*THINGS TO DO*
1. From the passage on RD mutations, list every CCD mutation that the passage says more severely decreased DNA binding.
2. Revise the passage on RD mutations from "Effects on CBFβ" to "(K1) (Figure 2A–D).", replacing "EMSA" with "gel shift assay".
3. Continue the passage on RD mutations from the point where it stops.

*PASSAGE FOR REVIEW*

#####

The majority (11/16) of CCD mutations, on the other hand, did not impair DNA binding as severely as the hematopoietic mutations. For example, the S67R, T149A, and Q158R RDs had WT (+) DNA-binding activity, and L62R, F70C, and T154G decreased DNA binding in the one-hybrid assay in the relatively moderate 3- to 10-fold range (+/−; Table I). CBFβ increases the affinity of the RD for DNA by 10-fold; thus a detectable galactosidase signal in the modified yeast one-hybrid assay represents a <100-fold decrease in DNA-binding affinity. DNA binding was indistinguishable from the WT RD in the modified one-hybrid assay for 11 of the 16 RD mutations found in CCD that we analyzed (in contrast, only three of 10 RD mutations found in hematopoietic diseases had activity indistinguishable from the WT RD in the modified yeast one-hybrid assay). The CCD mutations that more severely decreased DNA binding were M124R, S140N, K167N, and T169I that are found only in CCD, and the R174Q mutation found in both CCD and in hematopoietic diseases. The M124R, S140N, K167N, and T169I (CCD-only) mutations that severely decreased DNA binding also impaired CBFβ binding, and thus the RD structure was clearly affected as none of these residues are at the CBFβ interface (Figure 1A). The R174Q RD, on the other hand, is a stably folded protein. R174 is located in the C-terminal tail of the RD, far from the CBFβ interface, and does not interact with the remainder of the protein.

Table I also shows that the thermodynamic stability as assessed by urea denaturation did not always correlate with the affinity of the mutant RDs for DNA. For example, the T149A, T161A, and Q158R mutations, all of which involve CBFβ-contacting residues, decreased the thermodynamic stability of the RD but did not affect DNA binding, which is mediated by residues in loops at the opposite side of the RD from the CBFβ interface.

In summary, the general trend we observed was that the majority of mutations identified only in CCD tended to affect DNA binding less severely than those found in hematopoietic diseases. However, there were exceptions to this trend, in that mutations that severely impair DNA binding are also found in CCD.

Effects on CBFβ binding

We used two assays to examine CBFβ binding by the RD mutants, EMSA and fluorescence resonance energy transfer (FRET). EMSA was used to measure K3 values (Figure 2A and H). However, K3 values were technically difficult to measure for RDs with severely impaired DNA binding; therefore, we used FRET to measure the RD-CBFβ interaction in the absence of DNA (K1) (Figure 2A–D).

All of the RD mutations found exclusively in CCD decreased the affinity of the RD for CBFβ (Table I). In most cases, this correlated with a decrease in the RD's thermodynamic stability, although not necessarily with the magnitude of this change. Seven of the eight CCD-only mutations that we analyzed by urea denaturation had impaired CBFβ binding, and the thermodynamic stability was also compromised. The remaining CCD-only mutation, R118Q, is a non-DNA-contacting residue at the DNA interface. R118Q had a stable fold, and only a modestly (five-fold) decreased affinity for CBFβ.

#####

*PROVIDED RECORDS*

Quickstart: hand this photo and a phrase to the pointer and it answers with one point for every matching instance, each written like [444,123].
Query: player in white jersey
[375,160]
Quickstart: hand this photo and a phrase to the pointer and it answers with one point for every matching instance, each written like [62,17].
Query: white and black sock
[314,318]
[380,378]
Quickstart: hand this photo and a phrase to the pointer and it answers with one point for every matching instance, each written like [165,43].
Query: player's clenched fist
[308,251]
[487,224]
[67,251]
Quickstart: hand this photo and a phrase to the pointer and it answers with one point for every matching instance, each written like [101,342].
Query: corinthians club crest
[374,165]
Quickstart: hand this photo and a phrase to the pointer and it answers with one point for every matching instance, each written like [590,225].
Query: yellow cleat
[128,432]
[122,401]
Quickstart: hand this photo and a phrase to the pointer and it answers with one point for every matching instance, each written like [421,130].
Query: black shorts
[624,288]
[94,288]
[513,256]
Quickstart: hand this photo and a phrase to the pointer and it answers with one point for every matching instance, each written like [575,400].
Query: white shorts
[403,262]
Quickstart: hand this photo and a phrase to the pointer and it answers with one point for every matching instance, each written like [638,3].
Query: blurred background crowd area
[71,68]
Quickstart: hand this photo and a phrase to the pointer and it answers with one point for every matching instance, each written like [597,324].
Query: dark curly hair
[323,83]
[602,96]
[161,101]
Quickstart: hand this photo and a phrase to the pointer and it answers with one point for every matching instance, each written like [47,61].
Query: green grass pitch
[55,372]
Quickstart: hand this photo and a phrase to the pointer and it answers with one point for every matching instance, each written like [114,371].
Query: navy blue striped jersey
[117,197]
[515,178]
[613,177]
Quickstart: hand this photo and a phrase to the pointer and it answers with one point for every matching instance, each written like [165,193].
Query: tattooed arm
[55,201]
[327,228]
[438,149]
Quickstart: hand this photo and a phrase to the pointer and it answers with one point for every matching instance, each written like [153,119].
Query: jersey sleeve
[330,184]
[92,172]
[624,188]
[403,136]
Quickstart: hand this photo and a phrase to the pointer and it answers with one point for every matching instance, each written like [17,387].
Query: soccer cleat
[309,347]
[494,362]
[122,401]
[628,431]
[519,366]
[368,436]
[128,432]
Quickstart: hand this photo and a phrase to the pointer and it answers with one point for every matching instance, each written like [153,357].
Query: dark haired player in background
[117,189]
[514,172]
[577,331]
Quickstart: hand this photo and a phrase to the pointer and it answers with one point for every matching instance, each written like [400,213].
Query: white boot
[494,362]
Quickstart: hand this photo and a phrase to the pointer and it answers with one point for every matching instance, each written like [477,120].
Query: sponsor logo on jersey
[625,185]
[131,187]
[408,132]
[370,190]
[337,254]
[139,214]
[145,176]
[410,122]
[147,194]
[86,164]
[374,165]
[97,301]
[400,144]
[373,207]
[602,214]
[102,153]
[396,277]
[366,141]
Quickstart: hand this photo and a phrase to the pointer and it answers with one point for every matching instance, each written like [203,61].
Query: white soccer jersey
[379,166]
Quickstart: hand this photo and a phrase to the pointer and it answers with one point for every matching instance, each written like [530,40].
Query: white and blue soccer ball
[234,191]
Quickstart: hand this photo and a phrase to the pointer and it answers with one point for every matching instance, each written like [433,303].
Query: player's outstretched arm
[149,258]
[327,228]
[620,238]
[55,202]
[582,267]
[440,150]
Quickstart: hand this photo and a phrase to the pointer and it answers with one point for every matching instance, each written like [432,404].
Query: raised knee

#####

*RESPONSE LIST*
1. M124R, S140N, K167N, T169I, R174Q

2.
Effects on CBFβ binding

We used two assays to examine CBFβ binding by the RD mutants, gel shift assay and fluorescence resonance energy transfer (FRET). gel shift assay was used to measure K3 values (Figure 2A and H). However, K3 values were technically difficult to measure for RDs with severely impaired DNA binding; therefore, we used FRET to measure the RD-CBFβ interaction in the absence of DNA (K1) (Figure 2A–D).

3.
In contrast, six out of the 10 missense mutations found in hematopoietic diseases did not decrease the RD's affinity for CBFβ. Mutations in hematopoietic diseases that impaired CBFβ binding (increased K3, which include R80C, A107P, R135G, and D171Y) also impaired DNA binding, indicating that the RD's structure was affected. In no case was a mutation found in hematopoietic disease that impaired CBFβ binding alone.

In summary, the general trend we observed was that the majority of CCD mutations (11/16) moderately decreased DNA binding, impaired CBFβ binding, and therefore presumably had a global or local effect on the RD structure. In seven out of eight cases, we confirmed that the presumed structural perturbation correlated with a decrease in thermodynamic stability. However, this was only a trend, and there were several exceptions. Some mutations in CCD (3/16) affected only CBFβ binding and not DNA binding. All three of these mutations (T149A, Q158R, and T161A) involved CBFβ-contacting residues. The other two exceptions were the R139Q and R174Q mutations in DNA-contacting residues that decreased DNA binding but not CBFβ binding.

Approximately two-thirds of the hematopoietic mutations (6/10), on the other hand, decreased DNA binding, did not affect CBFβ binding, and therefore did not perturb the RD structure. The remaining hematopoietic mutations (R80C, A107P, R135G, and D171Y) impaired both DNA and CBFβ binding and thus globally or locally affected the RD structure. All three of these hematopoietic mutations (R80C, R135G, and D171Y) involved DNA-contacting residues. Thus, the prevailing model that mutations in DNA-contacting residues only impair DNA but not CBFβ binding or the RD structure (Nagata and Werner, 2001; Tahirov et al, 2001) turns out to be an oversimplification of the actual situation.

Mutations that disrupt CBFβ binding result in hypomorphic Runx1 alleles

We introduced five missense mutations that conferred different biochemical properties into the endogenous murine Runx1 locus to determine if they resulted in hypomorphic, nonfunctional, or dominant-negative alleles. All five mutations were introduced into exon 4 so that differences in targeting strategies could not contribute to any variations observed between the alleles (Figure 3A). We left the neomycin resistance gene (Neo) in intron 4, and controlled for its potential effect at that position with a similarly targeted floxed Runx1 locus (Runx1f) (Growney et al, 2005; Figure 3C). Runx1 protein levels were not affected by having Neo in the locus (Supplementary Figure 1).

Figure 3.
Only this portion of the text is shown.